### [Tasks to perform]
1: List every person named in the Denver curfew passage.
2: Write the next part of the Denver curfew passage, picking up after its final sentence.

━━━ Passage ━━━

Denver officials said Friday they will implement a 10 p.m. curfew beginning Sunday for residents and nonexempt businesses in a last-ditch effort to curb rising COVID-19 cases and avoid another citywide stay-at-home order.
The move, called a “Home by 10 Order,” will last 30 days and will look a little different than a traditional curfew, said Mike Strott, spokesman for Mayor Michael Hancock. The largest difference is that the order comes from the city’s Department of Public Health and Environment rather than Hancock’s office.
It’s an attempt to salve the open wounds left by the George Floyd protests this summer and ease the tensions between Denver’s law enforcement and residents who have been protesting again lately, Strott said. The city imposed a nightly curfew for nearly a week during the first burst of protests in late May and June.
“You’re not going to see cops out there by the protests saying, ‘A curfew’s in effect, go home,’” Strott said. “We’re not going to try and break it up, but they’re still going to have to abide by mask and social distancing requirements.”
Rather, public health officials will handle enforcement, Strott said. And while there will be some proactive enforcement activity, much of the effort will be complaint-driven.

━━━ Information provided ━━━

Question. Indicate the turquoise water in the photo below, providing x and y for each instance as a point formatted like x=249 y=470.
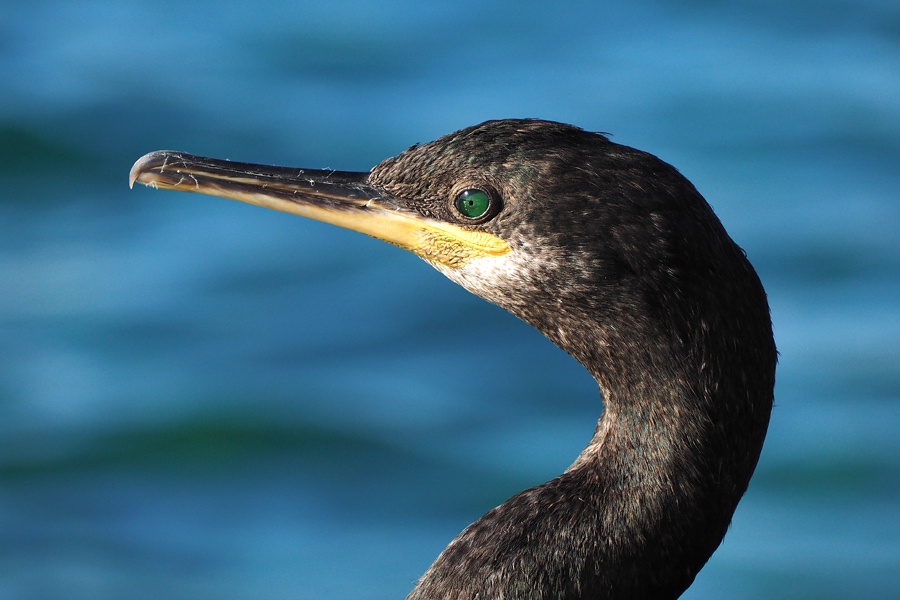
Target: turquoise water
x=202 y=399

━━━

### [Written responses]
1: Mike Strott, Michael Hancock, George Floyd

2:
Those found in violation of the order can face a fine up to $999 or up to 300 days in jail, Strott said.
The order will be temporarily lifted on Thanksgiving day, Strott said. And some businesses — like hospitals, grocery stores and pharmacies — are exempt from closing by 10 p.m. Others, like restaurants and retail businesses, however, must be closed by then.
Hancock and Public Health Director Bob McDonald will offer additional information on the order during a news conference at 11:30 a.m. Friday.
The Home by 10 Order is essentially the last major step city officials can take before leaning on yet another stay-at-home order, which many fear would devastate the languishing local economy, Strott said. State health officials could also possibly impose such an order on Denver, should the spread of the virus worsen further.
“Our cases are spiking dramatically, our positivity rate is spiking dramatically, hospitalizations are especially going up,” Strott said. “We want to avoid… what happened with what we saw in New York City and northern Italy.”
The spike is primarily driven by people between the ages of 18 and 35, Strott said. And the order will hopefully curb larger gatherings and encourage people to wear masks.
Should the virus continue to spread at such a fast rate, Colorado’s hospitals could exceed their intensive care unit capacities by late December or sooner, if people ignore public health orders and recommendations and gather over the holidays, experts said.
Pueblo similarly imposed a 10 p.m. curfew in late October that was to last for two weeks.